**SUPPLIED DATA**
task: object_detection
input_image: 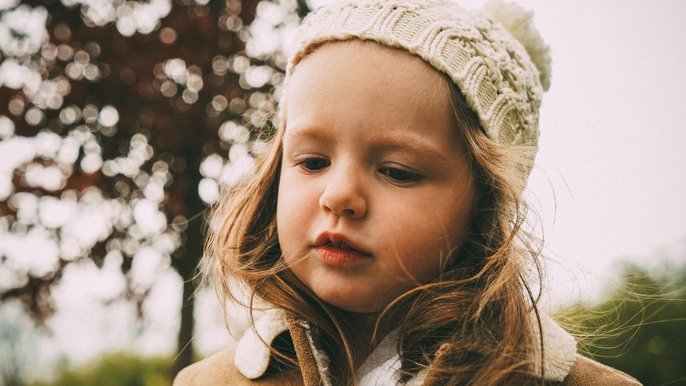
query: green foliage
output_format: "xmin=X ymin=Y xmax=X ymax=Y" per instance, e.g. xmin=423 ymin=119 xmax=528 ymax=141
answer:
xmin=31 ymin=353 xmax=172 ymax=386
xmin=561 ymin=266 xmax=686 ymax=385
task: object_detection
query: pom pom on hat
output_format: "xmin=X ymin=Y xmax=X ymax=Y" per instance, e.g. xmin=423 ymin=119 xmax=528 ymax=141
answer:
xmin=482 ymin=0 xmax=552 ymax=91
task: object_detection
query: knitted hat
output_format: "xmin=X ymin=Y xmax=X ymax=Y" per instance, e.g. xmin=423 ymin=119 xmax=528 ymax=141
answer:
xmin=286 ymin=0 xmax=550 ymax=145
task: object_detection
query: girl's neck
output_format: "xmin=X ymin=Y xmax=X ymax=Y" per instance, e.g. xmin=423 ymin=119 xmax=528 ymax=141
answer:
xmin=339 ymin=311 xmax=406 ymax=367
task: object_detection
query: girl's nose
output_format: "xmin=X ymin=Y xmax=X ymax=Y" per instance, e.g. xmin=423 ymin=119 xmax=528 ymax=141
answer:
xmin=319 ymin=172 xmax=367 ymax=219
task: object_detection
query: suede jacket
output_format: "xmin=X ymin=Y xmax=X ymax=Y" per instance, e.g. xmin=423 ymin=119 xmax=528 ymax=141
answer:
xmin=174 ymin=310 xmax=640 ymax=386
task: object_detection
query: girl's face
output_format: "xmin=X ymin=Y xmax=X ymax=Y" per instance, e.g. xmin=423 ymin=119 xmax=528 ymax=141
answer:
xmin=277 ymin=41 xmax=474 ymax=313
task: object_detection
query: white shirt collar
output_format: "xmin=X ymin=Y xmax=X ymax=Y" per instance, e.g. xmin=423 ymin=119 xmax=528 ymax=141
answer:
xmin=234 ymin=309 xmax=576 ymax=386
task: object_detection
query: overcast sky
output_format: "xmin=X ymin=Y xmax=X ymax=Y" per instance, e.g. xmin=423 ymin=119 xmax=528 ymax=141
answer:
xmin=484 ymin=0 xmax=686 ymax=300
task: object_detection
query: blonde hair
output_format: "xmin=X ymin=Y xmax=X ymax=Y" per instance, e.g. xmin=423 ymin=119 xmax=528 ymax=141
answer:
xmin=204 ymin=52 xmax=543 ymax=385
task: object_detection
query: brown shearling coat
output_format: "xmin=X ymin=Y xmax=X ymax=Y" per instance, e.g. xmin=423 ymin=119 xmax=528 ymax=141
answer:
xmin=173 ymin=320 xmax=641 ymax=386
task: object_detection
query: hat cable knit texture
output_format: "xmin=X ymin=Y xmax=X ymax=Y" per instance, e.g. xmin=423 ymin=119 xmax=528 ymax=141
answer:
xmin=286 ymin=0 xmax=550 ymax=145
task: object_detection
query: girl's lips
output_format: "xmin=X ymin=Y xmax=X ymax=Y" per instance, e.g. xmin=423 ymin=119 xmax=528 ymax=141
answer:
xmin=315 ymin=245 xmax=371 ymax=267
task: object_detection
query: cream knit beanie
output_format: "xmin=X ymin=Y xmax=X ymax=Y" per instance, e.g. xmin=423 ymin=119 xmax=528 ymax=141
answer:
xmin=286 ymin=0 xmax=550 ymax=145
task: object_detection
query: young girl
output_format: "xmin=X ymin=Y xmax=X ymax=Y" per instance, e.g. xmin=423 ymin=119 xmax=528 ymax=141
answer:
xmin=175 ymin=0 xmax=637 ymax=385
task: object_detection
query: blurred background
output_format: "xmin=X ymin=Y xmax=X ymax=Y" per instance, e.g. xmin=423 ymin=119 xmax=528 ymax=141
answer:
xmin=0 ymin=0 xmax=686 ymax=386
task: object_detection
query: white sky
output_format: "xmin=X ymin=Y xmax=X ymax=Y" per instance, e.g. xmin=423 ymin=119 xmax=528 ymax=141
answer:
xmin=494 ymin=0 xmax=686 ymax=302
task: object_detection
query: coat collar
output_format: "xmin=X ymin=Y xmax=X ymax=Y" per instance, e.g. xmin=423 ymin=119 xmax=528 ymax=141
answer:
xmin=234 ymin=309 xmax=576 ymax=386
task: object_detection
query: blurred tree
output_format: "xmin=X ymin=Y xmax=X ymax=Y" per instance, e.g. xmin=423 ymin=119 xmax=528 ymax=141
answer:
xmin=0 ymin=302 xmax=37 ymax=386
xmin=30 ymin=353 xmax=172 ymax=386
xmin=0 ymin=0 xmax=308 ymax=373
xmin=562 ymin=265 xmax=686 ymax=385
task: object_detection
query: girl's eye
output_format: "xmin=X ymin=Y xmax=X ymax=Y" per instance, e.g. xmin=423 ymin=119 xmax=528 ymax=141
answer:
xmin=379 ymin=167 xmax=422 ymax=184
xmin=300 ymin=158 xmax=331 ymax=171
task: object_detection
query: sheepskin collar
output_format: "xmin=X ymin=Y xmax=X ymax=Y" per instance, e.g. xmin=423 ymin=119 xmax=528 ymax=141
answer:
xmin=234 ymin=309 xmax=576 ymax=386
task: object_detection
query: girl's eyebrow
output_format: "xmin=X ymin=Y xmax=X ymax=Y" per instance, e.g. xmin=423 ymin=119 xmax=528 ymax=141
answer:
xmin=369 ymin=134 xmax=447 ymax=161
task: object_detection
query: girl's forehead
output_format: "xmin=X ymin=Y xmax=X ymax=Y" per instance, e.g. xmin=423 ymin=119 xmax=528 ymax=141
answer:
xmin=282 ymin=39 xmax=450 ymax=111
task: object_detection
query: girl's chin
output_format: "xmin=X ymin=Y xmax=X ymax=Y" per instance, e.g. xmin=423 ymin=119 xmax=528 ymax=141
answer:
xmin=318 ymin=295 xmax=387 ymax=314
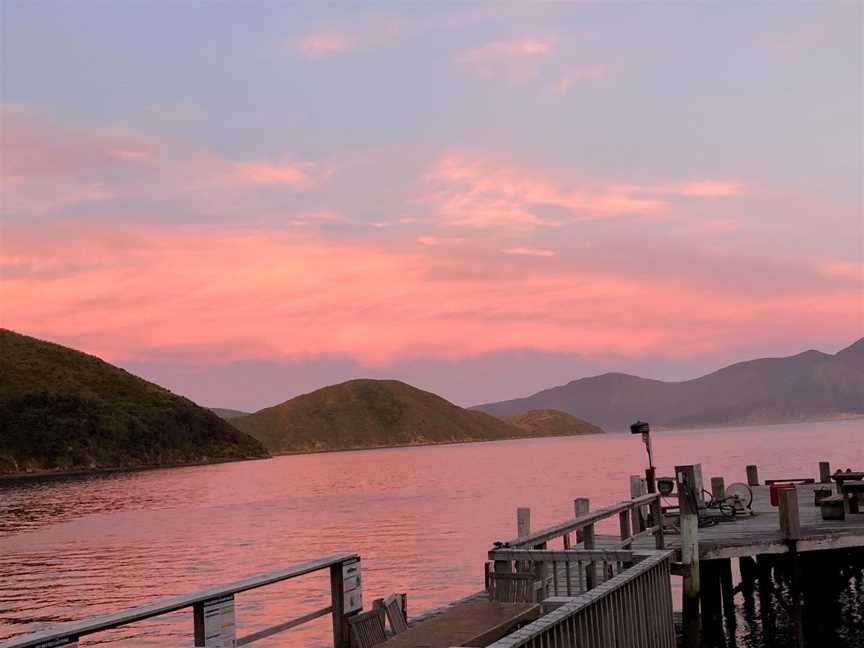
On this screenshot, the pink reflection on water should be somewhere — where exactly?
[0,420,864,646]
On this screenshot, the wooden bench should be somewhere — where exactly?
[819,495,846,520]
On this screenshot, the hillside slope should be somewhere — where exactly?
[232,379,520,452]
[0,329,267,473]
[504,410,603,437]
[476,339,864,431]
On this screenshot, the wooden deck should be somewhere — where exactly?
[383,599,540,648]
[597,484,864,560]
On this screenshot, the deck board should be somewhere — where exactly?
[597,484,864,560]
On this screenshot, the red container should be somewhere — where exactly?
[768,484,795,506]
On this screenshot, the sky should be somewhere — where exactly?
[0,0,864,410]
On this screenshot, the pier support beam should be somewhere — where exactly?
[711,477,726,502]
[675,465,701,648]
[819,461,831,484]
[747,465,759,486]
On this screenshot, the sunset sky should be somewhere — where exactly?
[0,0,864,409]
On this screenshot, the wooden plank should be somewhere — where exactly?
[237,594,332,646]
[383,601,540,648]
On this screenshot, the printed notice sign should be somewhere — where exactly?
[204,594,237,648]
[33,637,78,648]
[342,558,363,614]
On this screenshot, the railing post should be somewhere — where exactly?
[675,465,701,648]
[330,562,350,648]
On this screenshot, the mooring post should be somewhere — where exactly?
[716,558,735,627]
[516,506,531,538]
[573,497,595,589]
[778,488,804,648]
[699,560,723,637]
[819,461,831,484]
[675,465,701,648]
[630,475,645,533]
[711,477,726,502]
[756,554,774,646]
[330,562,351,648]
[747,465,759,486]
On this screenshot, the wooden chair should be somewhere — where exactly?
[488,570,543,603]
[348,601,387,648]
[381,592,408,635]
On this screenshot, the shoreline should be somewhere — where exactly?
[0,414,864,485]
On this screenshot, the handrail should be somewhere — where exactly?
[0,553,360,648]
[505,493,662,548]
[487,551,675,648]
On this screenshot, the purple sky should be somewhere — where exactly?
[0,0,864,409]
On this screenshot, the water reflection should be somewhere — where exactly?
[0,421,864,646]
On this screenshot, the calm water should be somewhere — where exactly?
[0,420,864,646]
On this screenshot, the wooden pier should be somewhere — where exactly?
[0,462,864,648]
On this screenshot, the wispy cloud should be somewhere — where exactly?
[552,65,609,95]
[501,247,555,257]
[456,37,555,82]
[296,32,361,59]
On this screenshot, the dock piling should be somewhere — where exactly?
[819,461,831,484]
[747,464,759,486]
[675,465,701,648]
[711,477,726,502]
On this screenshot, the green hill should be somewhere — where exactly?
[207,407,249,420]
[0,329,267,473]
[504,409,603,437]
[232,380,525,452]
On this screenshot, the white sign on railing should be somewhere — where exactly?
[342,558,363,614]
[204,594,237,648]
[33,637,78,648]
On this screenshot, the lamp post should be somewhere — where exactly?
[630,421,657,493]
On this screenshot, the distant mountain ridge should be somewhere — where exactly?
[231,379,600,453]
[471,338,864,431]
[0,329,267,474]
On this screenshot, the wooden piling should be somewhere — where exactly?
[711,477,726,502]
[675,465,701,648]
[328,563,351,648]
[699,560,723,637]
[715,558,735,626]
[516,506,531,538]
[756,554,774,645]
[747,464,759,486]
[630,475,645,533]
[777,488,801,540]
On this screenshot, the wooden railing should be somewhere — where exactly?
[0,554,362,648]
[480,551,675,648]
[503,493,665,549]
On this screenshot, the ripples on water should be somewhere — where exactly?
[0,420,864,646]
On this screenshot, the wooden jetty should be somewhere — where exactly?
[0,462,864,648]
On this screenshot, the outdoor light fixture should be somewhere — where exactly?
[630,421,657,493]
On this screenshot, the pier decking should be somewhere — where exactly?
[597,484,864,560]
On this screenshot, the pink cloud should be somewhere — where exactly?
[0,107,327,216]
[501,247,555,257]
[822,261,864,281]
[424,152,664,229]
[456,37,554,82]
[552,65,609,95]
[417,234,465,247]
[234,162,311,187]
[0,223,860,364]
[297,32,359,59]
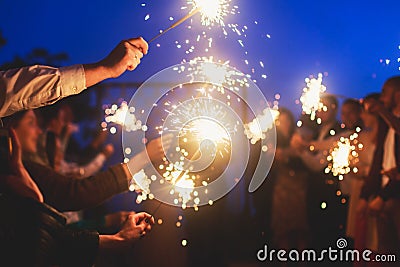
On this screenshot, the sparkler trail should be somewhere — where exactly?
[325,128,363,180]
[149,0,231,43]
[122,58,276,207]
[300,73,326,120]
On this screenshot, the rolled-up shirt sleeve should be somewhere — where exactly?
[0,65,86,117]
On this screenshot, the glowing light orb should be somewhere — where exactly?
[244,108,279,144]
[300,73,326,120]
[325,133,362,180]
[187,0,231,26]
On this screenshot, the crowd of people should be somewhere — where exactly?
[0,35,400,266]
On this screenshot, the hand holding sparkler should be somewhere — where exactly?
[109,212,154,248]
[83,37,149,87]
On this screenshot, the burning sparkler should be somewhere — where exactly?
[325,131,363,180]
[300,73,326,120]
[149,0,231,43]
[244,108,279,144]
[101,101,147,134]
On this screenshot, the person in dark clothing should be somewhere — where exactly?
[3,110,168,211]
[358,76,400,262]
[0,129,154,266]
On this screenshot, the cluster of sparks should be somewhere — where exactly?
[158,97,236,209]
[142,0,271,82]
[300,73,327,120]
[101,101,147,134]
[244,108,279,144]
[129,169,156,204]
[187,0,231,26]
[325,131,363,180]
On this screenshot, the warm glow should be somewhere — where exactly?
[300,73,326,120]
[188,0,230,26]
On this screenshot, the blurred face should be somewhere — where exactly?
[276,113,293,137]
[361,109,378,128]
[379,83,395,109]
[15,110,42,153]
[54,138,64,172]
[317,99,337,124]
[340,104,360,129]
[49,109,66,135]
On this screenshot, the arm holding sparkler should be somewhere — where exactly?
[122,134,173,186]
[83,37,149,87]
[99,212,154,253]
[0,38,148,117]
[0,129,43,202]
[364,98,400,135]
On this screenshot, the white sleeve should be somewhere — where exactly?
[0,65,86,117]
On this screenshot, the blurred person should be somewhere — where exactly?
[340,98,363,132]
[271,108,309,258]
[291,95,345,254]
[3,110,171,211]
[35,104,114,178]
[344,93,380,266]
[358,76,400,264]
[0,126,154,266]
[46,129,135,232]
[0,37,148,117]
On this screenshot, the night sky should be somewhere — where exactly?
[0,0,400,110]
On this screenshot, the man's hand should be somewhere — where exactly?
[99,37,149,78]
[146,134,173,161]
[116,212,154,244]
[83,37,149,87]
[101,143,114,159]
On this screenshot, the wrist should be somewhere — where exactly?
[83,62,113,87]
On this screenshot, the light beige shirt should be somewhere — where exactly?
[0,65,86,117]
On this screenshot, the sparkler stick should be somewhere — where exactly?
[149,7,200,43]
[144,201,162,224]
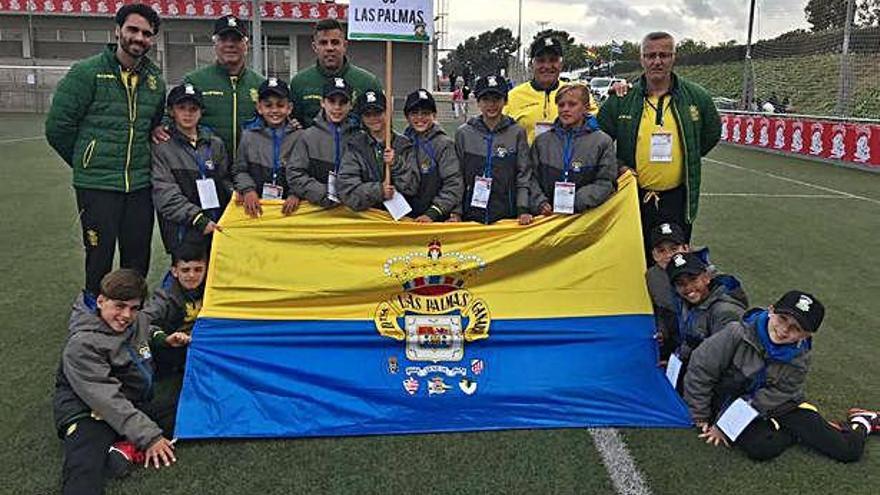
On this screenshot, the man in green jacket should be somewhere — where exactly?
[599,32,721,259]
[290,19,382,127]
[46,4,165,299]
[153,15,265,163]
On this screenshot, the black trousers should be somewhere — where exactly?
[61,401,177,495]
[736,408,867,462]
[76,188,154,295]
[639,184,693,266]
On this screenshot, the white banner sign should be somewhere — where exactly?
[348,0,434,43]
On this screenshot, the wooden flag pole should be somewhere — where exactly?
[383,41,394,186]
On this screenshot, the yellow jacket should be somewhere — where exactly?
[504,81,599,145]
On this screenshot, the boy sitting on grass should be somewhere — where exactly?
[53,269,177,495]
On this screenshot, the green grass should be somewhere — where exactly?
[0,115,880,495]
[622,54,880,118]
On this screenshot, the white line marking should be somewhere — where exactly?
[0,136,43,144]
[587,428,651,495]
[700,193,856,199]
[704,158,880,205]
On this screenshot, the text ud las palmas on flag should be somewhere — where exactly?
[177,176,690,438]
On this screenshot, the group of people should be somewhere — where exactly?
[46,4,880,494]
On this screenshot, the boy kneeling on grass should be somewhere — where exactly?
[143,244,208,376]
[530,84,617,215]
[684,290,880,462]
[53,269,177,494]
[232,77,301,217]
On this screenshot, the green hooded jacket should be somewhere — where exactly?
[46,44,165,192]
[598,73,721,223]
[183,64,264,163]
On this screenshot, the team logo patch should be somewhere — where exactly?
[374,240,491,395]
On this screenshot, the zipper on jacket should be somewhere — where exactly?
[229,76,238,159]
[83,139,98,168]
[670,98,694,223]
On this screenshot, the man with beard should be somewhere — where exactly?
[290,19,390,127]
[599,32,721,256]
[46,4,165,300]
[504,35,599,144]
[153,15,265,163]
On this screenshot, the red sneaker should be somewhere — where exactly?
[847,407,880,433]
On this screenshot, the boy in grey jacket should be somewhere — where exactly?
[684,290,880,462]
[402,89,464,223]
[53,269,176,494]
[339,90,419,211]
[287,77,358,207]
[232,77,300,217]
[530,84,617,215]
[455,75,532,225]
[151,84,232,253]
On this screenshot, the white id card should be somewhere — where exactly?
[535,122,553,137]
[382,191,412,222]
[666,352,682,388]
[553,182,574,215]
[327,172,339,203]
[471,176,492,208]
[651,132,672,163]
[196,178,220,210]
[715,398,758,442]
[262,182,284,199]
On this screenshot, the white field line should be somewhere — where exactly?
[700,193,857,199]
[0,136,43,144]
[587,428,651,495]
[704,158,880,205]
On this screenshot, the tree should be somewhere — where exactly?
[804,0,846,31]
[440,28,519,82]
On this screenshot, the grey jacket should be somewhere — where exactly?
[529,117,617,213]
[152,127,232,250]
[287,111,358,207]
[401,125,464,222]
[232,117,302,198]
[337,130,419,211]
[684,309,810,421]
[455,115,532,224]
[676,283,746,362]
[53,295,162,449]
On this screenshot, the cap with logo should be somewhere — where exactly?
[354,89,387,115]
[321,77,351,100]
[167,83,205,107]
[474,74,507,100]
[214,15,247,38]
[651,222,687,248]
[529,36,562,58]
[773,290,825,333]
[403,89,437,114]
[257,77,290,100]
[666,253,709,283]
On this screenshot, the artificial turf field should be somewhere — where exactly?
[0,114,880,495]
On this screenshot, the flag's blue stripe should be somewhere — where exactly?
[177,315,689,438]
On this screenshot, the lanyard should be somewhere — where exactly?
[269,127,281,185]
[645,95,672,127]
[560,131,574,182]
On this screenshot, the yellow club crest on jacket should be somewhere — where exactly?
[374,239,491,362]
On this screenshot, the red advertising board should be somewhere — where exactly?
[721,112,880,168]
[0,0,348,21]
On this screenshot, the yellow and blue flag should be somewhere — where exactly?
[177,176,690,438]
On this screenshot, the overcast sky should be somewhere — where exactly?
[444,0,807,48]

**PROBLEM**
Copy out the lines of the entries unchanged, beginning with the line that contains "On this screenshot, the cap" and ending with the last line of the entries.

**RESPONSE FOR THIS EXERCISE**
On this screenshot, the cap with logo should be somewhere — where exactly?
[354,89,387,115]
[321,77,351,100]
[167,83,205,107]
[474,74,507,100]
[214,15,247,38]
[651,222,687,248]
[529,36,562,58]
[773,290,825,333]
[403,89,437,114]
[257,77,290,100]
[666,253,709,283]
On this screenshot, the artificial turf field should be somewhere — where exactly?
[0,114,880,495]
On this screenshot, the flag's blue stripe should be somewhere — where exactly?
[177,315,689,438]
On this screenshot, the lanyard should be somewhere — where exactly?
[269,127,281,185]
[645,95,672,127]
[560,131,574,182]
On this screenshot, the yellow club crest on jacket should be somewhere — where exactly?
[374,239,491,362]
On this screenshot, the red advertising board should be somewhere — where exactly?
[721,112,880,168]
[0,0,348,21]
On this screenshot, the yellow and blue flag should be somewhere — where exactly?
[177,176,690,438]
On this screenshot, the overcast sky should be somewhere — where exactly?
[444,0,807,48]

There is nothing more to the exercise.